■ **Work request**
An image-free, word-for-word version of the records below is to be returned.

---- Supplied entries

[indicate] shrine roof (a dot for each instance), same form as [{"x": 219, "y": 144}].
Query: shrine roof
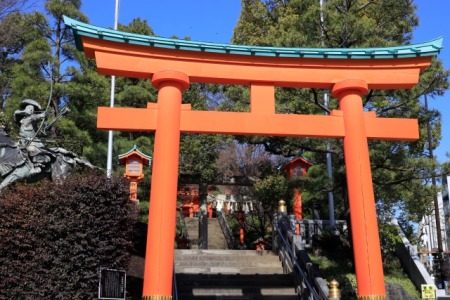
[
  {"x": 80, "y": 29},
  {"x": 145, "y": 157},
  {"x": 294, "y": 159}
]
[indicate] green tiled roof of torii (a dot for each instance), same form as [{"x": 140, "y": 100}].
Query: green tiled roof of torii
[{"x": 80, "y": 29}]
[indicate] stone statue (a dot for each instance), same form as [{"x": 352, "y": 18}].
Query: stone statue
[
  {"x": 28, "y": 118},
  {"x": 29, "y": 158}
]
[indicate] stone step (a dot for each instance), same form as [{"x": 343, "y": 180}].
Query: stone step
[
  {"x": 268, "y": 280},
  {"x": 223, "y": 286},
  {"x": 226, "y": 261},
  {"x": 227, "y": 270},
  {"x": 241, "y": 297},
  {"x": 216, "y": 240}
]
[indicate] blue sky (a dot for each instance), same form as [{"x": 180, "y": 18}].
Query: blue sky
[{"x": 214, "y": 21}]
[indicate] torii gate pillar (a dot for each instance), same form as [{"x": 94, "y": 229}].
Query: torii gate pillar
[
  {"x": 349, "y": 73},
  {"x": 162, "y": 210},
  {"x": 366, "y": 242}
]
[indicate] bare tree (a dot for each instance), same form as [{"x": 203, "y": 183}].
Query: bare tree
[{"x": 10, "y": 6}]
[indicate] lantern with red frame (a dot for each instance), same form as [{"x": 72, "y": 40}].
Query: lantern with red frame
[
  {"x": 297, "y": 167},
  {"x": 134, "y": 161}
]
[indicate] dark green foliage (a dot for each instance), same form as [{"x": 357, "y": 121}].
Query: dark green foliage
[{"x": 54, "y": 238}]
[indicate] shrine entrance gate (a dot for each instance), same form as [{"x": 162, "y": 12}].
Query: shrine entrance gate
[{"x": 172, "y": 65}]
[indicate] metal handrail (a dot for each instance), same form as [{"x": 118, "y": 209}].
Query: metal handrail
[{"x": 294, "y": 260}]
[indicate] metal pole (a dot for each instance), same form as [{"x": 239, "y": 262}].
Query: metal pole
[
  {"x": 440, "y": 275},
  {"x": 330, "y": 176},
  {"x": 113, "y": 84},
  {"x": 329, "y": 166}
]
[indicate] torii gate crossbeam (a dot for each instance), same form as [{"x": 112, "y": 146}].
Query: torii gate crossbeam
[{"x": 173, "y": 64}]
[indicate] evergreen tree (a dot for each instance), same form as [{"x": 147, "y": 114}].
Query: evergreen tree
[{"x": 401, "y": 170}]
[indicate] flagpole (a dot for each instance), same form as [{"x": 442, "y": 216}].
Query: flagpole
[{"x": 113, "y": 84}]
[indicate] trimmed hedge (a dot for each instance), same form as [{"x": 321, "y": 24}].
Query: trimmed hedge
[{"x": 54, "y": 238}]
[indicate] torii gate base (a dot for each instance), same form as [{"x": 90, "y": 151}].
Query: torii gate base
[{"x": 172, "y": 64}]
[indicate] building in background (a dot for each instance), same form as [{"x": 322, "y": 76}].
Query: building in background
[{"x": 427, "y": 227}]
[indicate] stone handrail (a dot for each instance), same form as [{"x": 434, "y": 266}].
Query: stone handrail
[
  {"x": 296, "y": 261},
  {"x": 228, "y": 234},
  {"x": 407, "y": 254}
]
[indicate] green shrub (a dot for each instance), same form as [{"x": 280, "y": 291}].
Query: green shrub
[{"x": 54, "y": 238}]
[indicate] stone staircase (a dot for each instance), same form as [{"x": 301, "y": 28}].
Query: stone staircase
[
  {"x": 231, "y": 274},
  {"x": 216, "y": 239}
]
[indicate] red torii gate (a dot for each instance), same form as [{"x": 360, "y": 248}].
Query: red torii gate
[{"x": 172, "y": 65}]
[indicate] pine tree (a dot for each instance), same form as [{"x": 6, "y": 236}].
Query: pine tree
[{"x": 401, "y": 170}]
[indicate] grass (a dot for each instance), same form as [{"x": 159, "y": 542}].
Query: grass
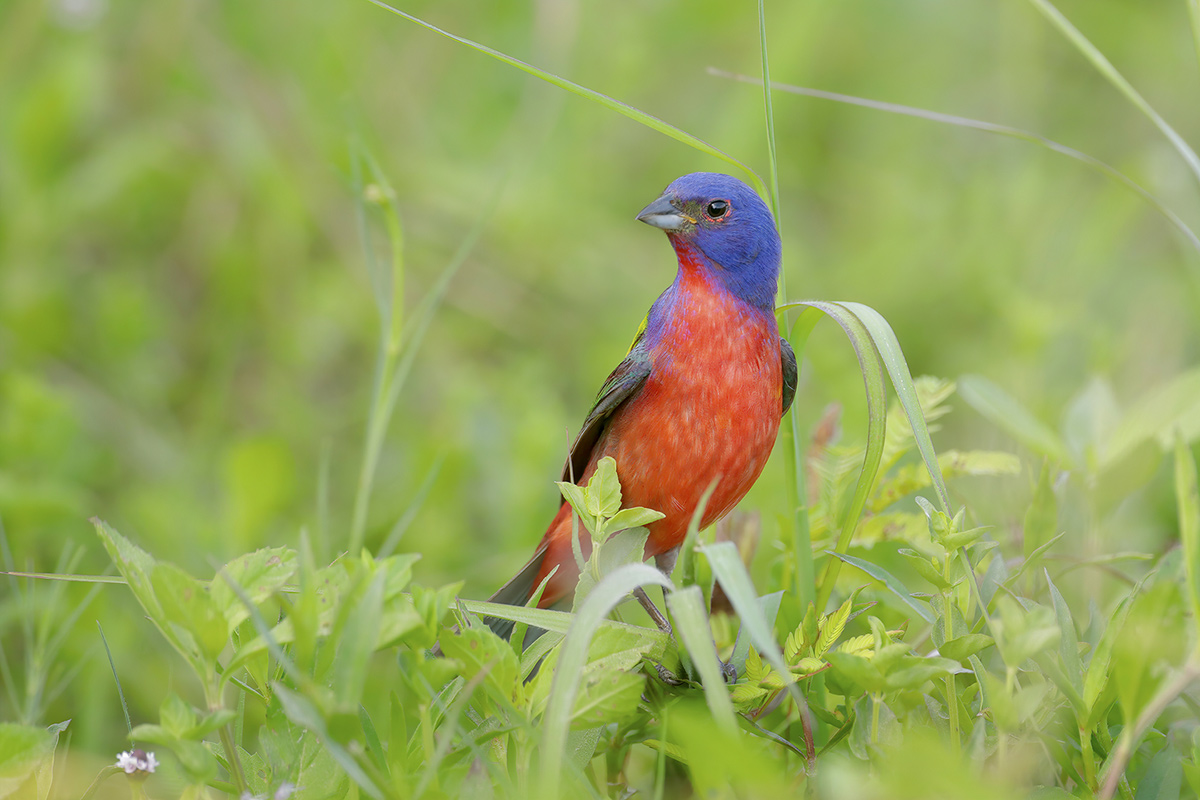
[{"x": 993, "y": 642}]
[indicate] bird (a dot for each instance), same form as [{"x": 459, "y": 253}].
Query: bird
[{"x": 699, "y": 396}]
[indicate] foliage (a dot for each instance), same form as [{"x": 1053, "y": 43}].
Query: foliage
[{"x": 987, "y": 643}]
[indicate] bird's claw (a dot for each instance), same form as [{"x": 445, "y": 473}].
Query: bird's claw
[{"x": 666, "y": 675}]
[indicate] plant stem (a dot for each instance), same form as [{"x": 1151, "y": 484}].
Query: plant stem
[
  {"x": 1085, "y": 745},
  {"x": 213, "y": 699},
  {"x": 1132, "y": 734},
  {"x": 875, "y": 717}
]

--------

■ **Solution to this exercise**
[indicate] shrine roof (a dot for each instance), same form as [{"x": 219, "y": 144}].
Query: shrine roof
[
  {"x": 80, "y": 29},
  {"x": 145, "y": 157},
  {"x": 294, "y": 159}
]
[indicate] green tiled roof of torii (a dot for each instance), same form as [{"x": 140, "y": 100}].
Query: green tiled roof of torii
[{"x": 80, "y": 29}]
[indicate] stone statue (a dot for each instance), same form as [{"x": 352, "y": 18}].
Query: stone statue
[
  {"x": 28, "y": 118},
  {"x": 29, "y": 158}
]
[indicate] stone step (a dot for each instance), same form as [{"x": 343, "y": 180}].
Query: stone step
[
  {"x": 268, "y": 280},
  {"x": 223, "y": 286},
  {"x": 226, "y": 261},
  {"x": 227, "y": 270},
  {"x": 241, "y": 297},
  {"x": 216, "y": 240}
]
[indicate] blue sky (a dot for each instance), same form as [{"x": 180, "y": 18}].
Query: blue sky
[{"x": 214, "y": 21}]
[indicate] torii gate pillar (a dot for each instance), same form as [{"x": 94, "y": 229}].
Query: torii gate pillar
[
  {"x": 349, "y": 73},
  {"x": 162, "y": 210},
  {"x": 366, "y": 242}
]
[indicate] bare tree (a dot for each instance), same form as [{"x": 203, "y": 183}].
Query: bare tree
[{"x": 10, "y": 6}]
[indicate] lantern with red frame (a dot for each instance), same form as [{"x": 72, "y": 40}].
Query: lantern with red frame
[
  {"x": 297, "y": 167},
  {"x": 134, "y": 161}
]
[indicate] dark green foliage (a dot for each instance), same form as [{"x": 357, "y": 121}].
Query: dark green foliage
[{"x": 54, "y": 238}]
[indicate] shrine entrance gate (a dot for each instance), same form as [{"x": 162, "y": 12}].
Query: shrine entrance gate
[{"x": 172, "y": 65}]
[indicate] metal handrail (a dot for each instance), same form as [{"x": 118, "y": 209}].
Query: metal handrail
[{"x": 294, "y": 260}]
[indicate] metal pole (a dot for each instance), same form as [{"x": 239, "y": 262}].
Query: metal pole
[
  {"x": 440, "y": 275},
  {"x": 330, "y": 176},
  {"x": 113, "y": 84},
  {"x": 329, "y": 166}
]
[indicate] torii gate crossbeam (a dot for each instance), same form as [{"x": 112, "y": 146}].
Query: torii gate crossbeam
[{"x": 173, "y": 64}]
[indicate] evergreen tree (a dot for each instance), same form as [{"x": 147, "y": 114}].
Query: evergreen tree
[{"x": 401, "y": 170}]
[indicate] flagpole (a dot for each instance), same form as [{"x": 442, "y": 216}].
Query: flagpole
[{"x": 113, "y": 84}]
[indicate] trimmed hedge (a dot for each instance), same form as [{"x": 321, "y": 24}].
Query: trimmed hedge
[{"x": 54, "y": 238}]
[indicate] torii gate base (a dot for each instance), same form as [{"x": 90, "y": 151}].
Query: torii gate base
[{"x": 172, "y": 64}]
[indicate] building in background (a dot for each instance), same form as [{"x": 322, "y": 76}].
Query: building in background
[{"x": 427, "y": 227}]
[indicate] stone handrail (a dot for each instance), same form as [{"x": 434, "y": 266}].
Query: stone handrail
[
  {"x": 296, "y": 261},
  {"x": 228, "y": 234},
  {"x": 407, "y": 254}
]
[indicate] green shrub (a dot for each instance), same form as [{"x": 280, "y": 291}].
Query: green shrub
[{"x": 54, "y": 238}]
[indicate] stone staircase (a dot for each instance), same form as [{"x": 301, "y": 28}].
Query: stone staircase
[
  {"x": 231, "y": 274},
  {"x": 216, "y": 239}
]
[indicate] red torii gate (a dot for each instance), same form as [{"x": 360, "y": 248}].
Query: red torii gate
[{"x": 172, "y": 65}]
[indicate] pine tree (a dot for each instance), same form as [{"x": 6, "y": 236}].
Query: pine tree
[{"x": 401, "y": 170}]
[indicate] grass (a dot for each instance), same form as [{"x": 159, "y": 542}].
Query: grass
[{"x": 993, "y": 642}]
[indicate] bird (a dot for each instance), same form as [{"x": 459, "y": 253}].
Query: bird
[{"x": 699, "y": 396}]
[indicate] foliage (a dot for each instance), same form as [{"x": 1053, "y": 43}].
Query: foliage
[{"x": 987, "y": 643}]
[indicate] bird's claw (a dot for each instance), same form as [{"x": 445, "y": 473}].
Query: bird's claw
[{"x": 666, "y": 675}]
[indicate] plant stem (a dot for each instance), same form as [{"x": 1151, "y": 484}].
Query: plant stem
[
  {"x": 1085, "y": 745},
  {"x": 213, "y": 699},
  {"x": 1132, "y": 734},
  {"x": 875, "y": 717}
]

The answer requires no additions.